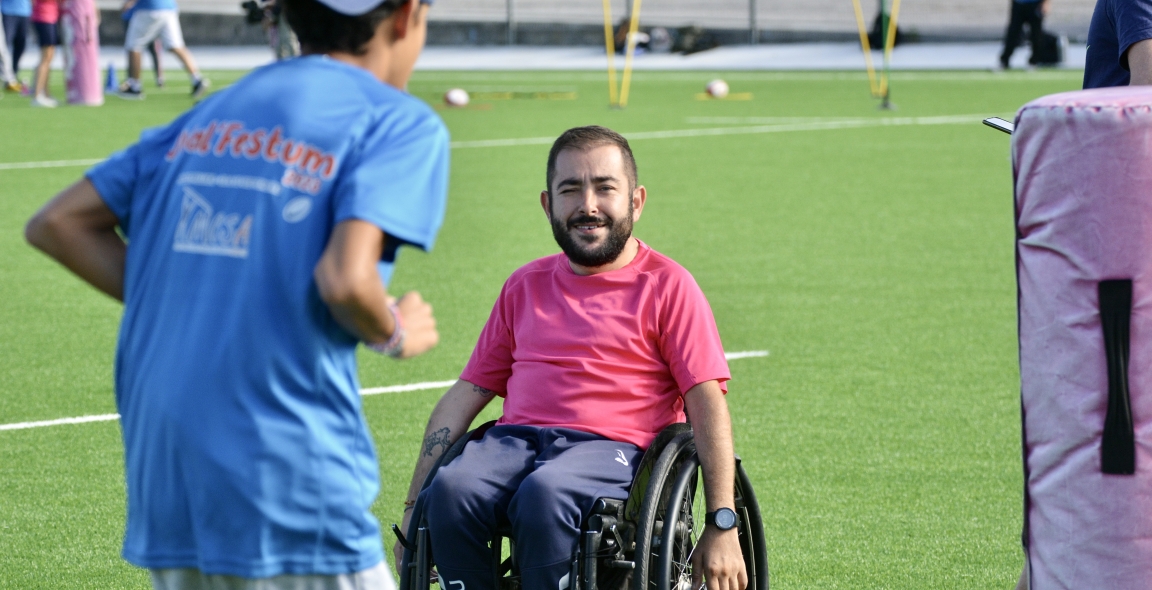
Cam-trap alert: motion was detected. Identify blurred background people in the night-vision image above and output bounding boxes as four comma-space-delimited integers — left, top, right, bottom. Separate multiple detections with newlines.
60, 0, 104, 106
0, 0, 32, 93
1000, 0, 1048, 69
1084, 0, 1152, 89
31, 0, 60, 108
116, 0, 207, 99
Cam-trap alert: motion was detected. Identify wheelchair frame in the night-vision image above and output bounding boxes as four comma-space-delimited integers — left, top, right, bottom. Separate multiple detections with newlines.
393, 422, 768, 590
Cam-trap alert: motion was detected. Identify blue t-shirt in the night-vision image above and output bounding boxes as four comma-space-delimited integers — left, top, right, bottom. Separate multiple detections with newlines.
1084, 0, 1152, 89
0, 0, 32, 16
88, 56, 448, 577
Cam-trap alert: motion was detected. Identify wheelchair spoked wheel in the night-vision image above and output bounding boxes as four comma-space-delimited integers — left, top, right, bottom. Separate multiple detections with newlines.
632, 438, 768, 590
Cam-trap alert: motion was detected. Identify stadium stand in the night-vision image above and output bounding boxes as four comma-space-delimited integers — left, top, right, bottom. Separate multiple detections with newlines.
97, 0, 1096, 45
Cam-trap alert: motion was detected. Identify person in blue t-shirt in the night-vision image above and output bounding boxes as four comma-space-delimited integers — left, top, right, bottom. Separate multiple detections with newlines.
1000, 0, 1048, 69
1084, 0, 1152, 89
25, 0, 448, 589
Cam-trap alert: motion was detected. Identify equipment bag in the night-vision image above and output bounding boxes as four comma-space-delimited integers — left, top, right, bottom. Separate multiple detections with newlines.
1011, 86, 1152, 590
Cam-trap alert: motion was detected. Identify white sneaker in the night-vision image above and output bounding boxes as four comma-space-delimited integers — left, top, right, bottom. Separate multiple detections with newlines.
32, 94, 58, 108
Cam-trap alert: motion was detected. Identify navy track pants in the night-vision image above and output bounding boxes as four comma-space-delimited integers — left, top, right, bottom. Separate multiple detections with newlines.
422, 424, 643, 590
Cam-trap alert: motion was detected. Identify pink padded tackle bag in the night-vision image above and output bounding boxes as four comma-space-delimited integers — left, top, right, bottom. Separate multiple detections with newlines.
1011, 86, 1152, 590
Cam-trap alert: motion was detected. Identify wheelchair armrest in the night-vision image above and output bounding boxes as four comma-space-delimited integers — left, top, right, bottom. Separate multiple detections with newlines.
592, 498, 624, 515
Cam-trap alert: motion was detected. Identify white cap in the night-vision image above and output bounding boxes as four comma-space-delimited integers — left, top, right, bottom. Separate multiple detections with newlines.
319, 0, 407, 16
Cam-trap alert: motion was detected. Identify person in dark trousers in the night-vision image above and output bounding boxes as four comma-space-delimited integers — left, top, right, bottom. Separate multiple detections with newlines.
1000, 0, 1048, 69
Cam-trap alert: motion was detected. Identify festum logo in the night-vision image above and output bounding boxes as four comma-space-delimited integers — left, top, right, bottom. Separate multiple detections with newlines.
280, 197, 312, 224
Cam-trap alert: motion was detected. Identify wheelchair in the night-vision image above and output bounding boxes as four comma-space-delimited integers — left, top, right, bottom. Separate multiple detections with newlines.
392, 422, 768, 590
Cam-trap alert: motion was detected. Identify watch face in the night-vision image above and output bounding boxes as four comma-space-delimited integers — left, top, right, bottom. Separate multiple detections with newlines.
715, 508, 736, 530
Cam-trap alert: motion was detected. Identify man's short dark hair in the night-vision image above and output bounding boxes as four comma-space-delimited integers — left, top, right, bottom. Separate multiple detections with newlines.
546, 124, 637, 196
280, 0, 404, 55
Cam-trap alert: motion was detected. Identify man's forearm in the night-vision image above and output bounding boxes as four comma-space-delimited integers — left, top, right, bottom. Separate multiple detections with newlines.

________________________

Change "night-vision" to "infrared" throughout the listing above, with all else unchanged, and leave out the pictures.

> _Answer in full_
Cam-trap alert: motion was detected. Identify blurred background people in the infrared image above and output bounding boxes as four comma-space-delimited integers — left, top, right, bottom. Separate multiple detections with newlines.
60, 0, 104, 106
0, 0, 32, 93
1000, 0, 1048, 69
1084, 0, 1152, 89
31, 0, 60, 108
116, 0, 207, 99
Cam-trap alert: motion was detected. Identify wheelchair frame in the infrared image above and output bounding boxes as four comma-space-delimited integers — left, top, right, bottom. Separate multiple detections with newlines.
393, 422, 768, 590
Cam-trap alert: motion was detected. Identify blue t-shirt in the infrared image above and output bounding boxes as four comma-space-delimited integers — left, top, right, bottom. Separate multiple detections with newlines.
1084, 0, 1152, 89
0, 0, 32, 16
88, 56, 448, 577
Cam-trap alert: motion was detected. Identify wheelchair spoked wheel in the infrared image above and output bounding boxes as four comma-space-delimited integers — left, top, right, bottom. Separate multiple detections with newlines.
632, 438, 768, 590
Cam-trap alert: motion was detected. Identify stadium stand in the infrared image above and output bounding boxes as four comma-space-delimited integers — left, top, right, bottom. Separate multiple detections with newlines.
97, 0, 1096, 45
Cam-trap alert: motion was detected. Identify person in blue t-shirt in the infrared image above and output bounding boxes as four comma-space-delimited integers — left, top, right, bottom. Separate multiple detections with newlines.
1000, 0, 1048, 69
1084, 0, 1152, 89
25, 0, 448, 589
Cam-trap alert: motion was detected. Identify equipment bag in the infrared image above and output bounding boxes as four comma-space-delimited integers — left, top, right, bottom. Separate multiple detections with newlines.
1011, 86, 1152, 590
Cam-trap alert: motion was detected. Identify white sneaker in the infrared image above and output bounding boxes as four comma-space-delimited integers — left, top, right, bottom. Separate multiple detections with newlines.
32, 94, 58, 108
Cam-trap alert: motion was detected. Identify navy track pants in the infrared image above and output bounding boxes as four comma-space-delimited integers — left, top, right, bottom. Separate multiple detections with newlines.
422, 424, 643, 590
Cam-trap alert: motion was detected. Identify pink padded tackle bag in the infrared image above and output bounding boxes as four comma-space-delimited integers — left, top, right, bottom. Separate multiple detections with newlines.
1011, 86, 1152, 590
Cam-trap alert: motion was detected. Identify wheelchair armrest in the infrared image above and output bounding boxes as four comma-space-delimited integers — left, top, right, bottom. Separate multiple detections with newlines.
592, 498, 624, 515
Cam-trap alert: motion was detected. Identify white cap in the infrared image above and output bounding boxes as four comma-space-delimited integers — left, top, right, bottom. Separate multiple detections with newlines.
319, 0, 407, 16
Cam-trap alert: motion was detected. Identify person in dark trousers in the infrared image above and output bounding boxes as four comma-space-delimited integers — left, top, right, bottom. Separate multiple detections with newlines.
1000, 0, 1048, 69
Cam-trap alert: motion was detected. Identify festum logo in the infrared image above and output bounding boxes as four comma-space-delimited integers — left, top, right, bottom. Separate multiple detections with newlines.
280, 197, 312, 224
Cam-trap alert: motion was detected. Identify wheelchair in the infrared image above and output bounding boxes as four comma-space-delimited integers — left, top, right, bottom. Separate multiple detections with newlines.
392, 422, 768, 590
Cam-trap alert: motion was detected. Identify watch face in the infrared image above and output bounding boxes as four comma-space-delimited integers — left, top, right, bottom. Separate multiple detections with newlines.
715, 508, 736, 530
Cam-trap alert: motion was detected. Identify man's short dark hair in the infrared image above and output bounding boxes as four comma-space-delimited integers — left, top, right, bottom. Separate multiple detections with newlines.
546, 124, 637, 196
280, 0, 404, 55
Cam-trap alert: motion was detected. Identify man's forearm in the infrared image above and output bounding boxes as four comma-space-delimited integers — left, top, right, bottom. Separate multiple detections with newlines.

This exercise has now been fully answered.